(Rows from an annotation dataset)

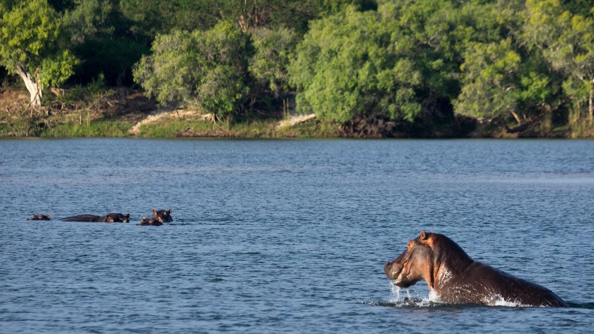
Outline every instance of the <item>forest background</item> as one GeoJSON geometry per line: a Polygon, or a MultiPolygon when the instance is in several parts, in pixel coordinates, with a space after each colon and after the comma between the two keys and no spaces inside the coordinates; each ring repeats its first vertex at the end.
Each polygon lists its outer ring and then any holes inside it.
{"type": "Polygon", "coordinates": [[[0,0],[0,81],[2,136],[592,137],[594,1],[0,0]]]}

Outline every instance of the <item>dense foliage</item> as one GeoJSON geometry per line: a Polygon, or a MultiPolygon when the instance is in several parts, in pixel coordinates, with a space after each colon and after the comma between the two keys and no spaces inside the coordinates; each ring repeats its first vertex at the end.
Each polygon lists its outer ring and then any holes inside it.
{"type": "Polygon", "coordinates": [[[296,96],[337,123],[594,123],[592,0],[0,0],[0,65],[43,87],[103,75],[219,118],[296,96]]]}

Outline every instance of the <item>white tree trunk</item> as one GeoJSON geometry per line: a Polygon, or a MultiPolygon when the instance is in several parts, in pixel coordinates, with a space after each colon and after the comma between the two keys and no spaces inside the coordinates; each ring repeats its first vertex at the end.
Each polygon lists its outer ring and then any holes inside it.
{"type": "MultiPolygon", "coordinates": [[[[594,80],[592,80],[592,83],[594,83],[594,80]]],[[[590,90],[590,98],[588,99],[588,120],[590,122],[592,122],[592,119],[594,119],[594,89],[590,90]]]]}
{"type": "Polygon", "coordinates": [[[17,69],[17,74],[23,79],[23,81],[25,81],[27,90],[29,91],[29,94],[31,96],[31,106],[34,108],[40,107],[41,99],[43,96],[39,83],[35,81],[35,78],[29,73],[23,65],[18,66],[17,69]]]}

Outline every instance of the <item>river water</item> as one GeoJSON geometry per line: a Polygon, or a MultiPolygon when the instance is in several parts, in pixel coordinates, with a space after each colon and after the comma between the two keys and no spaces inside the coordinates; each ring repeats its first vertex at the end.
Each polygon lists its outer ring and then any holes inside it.
{"type": "Polygon", "coordinates": [[[0,332],[583,333],[594,141],[0,141],[0,332]],[[27,221],[172,209],[163,226],[27,221]],[[444,305],[421,230],[568,308],[444,305]]]}

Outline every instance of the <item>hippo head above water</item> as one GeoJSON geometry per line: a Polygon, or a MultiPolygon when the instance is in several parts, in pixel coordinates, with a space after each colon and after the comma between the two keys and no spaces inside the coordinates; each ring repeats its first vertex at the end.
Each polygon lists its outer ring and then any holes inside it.
{"type": "Polygon", "coordinates": [[[425,279],[444,303],[567,306],[543,286],[473,261],[456,242],[437,233],[421,231],[406,250],[386,263],[384,271],[402,288],[425,279]]]}
{"type": "Polygon", "coordinates": [[[51,215],[48,213],[47,215],[37,215],[37,213],[33,214],[33,216],[30,218],[27,218],[27,220],[49,220],[51,219],[51,215]]]}
{"type": "Polygon", "coordinates": [[[156,218],[151,218],[149,219],[147,218],[146,217],[143,217],[143,218],[140,219],[140,223],[136,225],[140,226],[150,225],[155,226],[160,226],[163,225],[163,223],[159,221],[159,220],[156,219],[156,218]]]}
{"type": "Polygon", "coordinates": [[[130,220],[130,214],[127,213],[124,215],[123,213],[110,213],[106,216],[109,216],[111,219],[113,220],[112,222],[121,222],[121,223],[127,223],[129,222],[130,220]]]}
{"type": "Polygon", "coordinates": [[[153,218],[161,223],[168,223],[173,222],[171,218],[171,209],[156,210],[153,209],[153,218]]]}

■ **Stated task**
Recast the lines from the one containing "Outline every instance of the <item>hippo" through the end of the rows as a Markdown table with the columns Number and Line, both ends included and blank lines left out.

■ **Written solution**
| Number | Line |
|---|---|
| 1 | Outline every instance of the <item>hippo head above water</item> as one GeoJSON geometry per line: a Polygon, or a MultiPolygon when the instance is in several parts, in pixel coordinates, with a space after each colon and after the comma between the two keys and no spaces inside the coordinates; each ring repeats its first vertex at the end. |
| 2 | Each polygon lists its outer ring and then any holes inside it. |
| 3 | {"type": "Polygon", "coordinates": [[[425,279],[444,303],[567,306],[543,286],[473,261],[456,242],[437,233],[421,231],[406,250],[386,263],[384,271],[402,288],[425,279]]]} |
| 4 | {"type": "Polygon", "coordinates": [[[51,215],[48,213],[47,215],[37,215],[37,213],[33,214],[33,216],[30,218],[27,218],[27,220],[49,220],[51,219],[51,215]]]} |
| 5 | {"type": "Polygon", "coordinates": [[[156,218],[151,218],[149,219],[147,218],[146,217],[143,217],[143,218],[140,219],[140,223],[136,225],[140,226],[150,225],[155,226],[160,226],[163,225],[163,223],[159,221],[159,220],[156,219],[156,218]]]} |
| 6 | {"type": "Polygon", "coordinates": [[[130,220],[130,214],[127,213],[124,215],[123,213],[110,213],[106,216],[109,216],[111,219],[113,220],[112,222],[121,222],[121,223],[127,223],[129,222],[130,220]]]} |
| 7 | {"type": "Polygon", "coordinates": [[[153,218],[161,223],[168,223],[173,222],[171,218],[171,209],[156,210],[153,209],[153,218]]]} |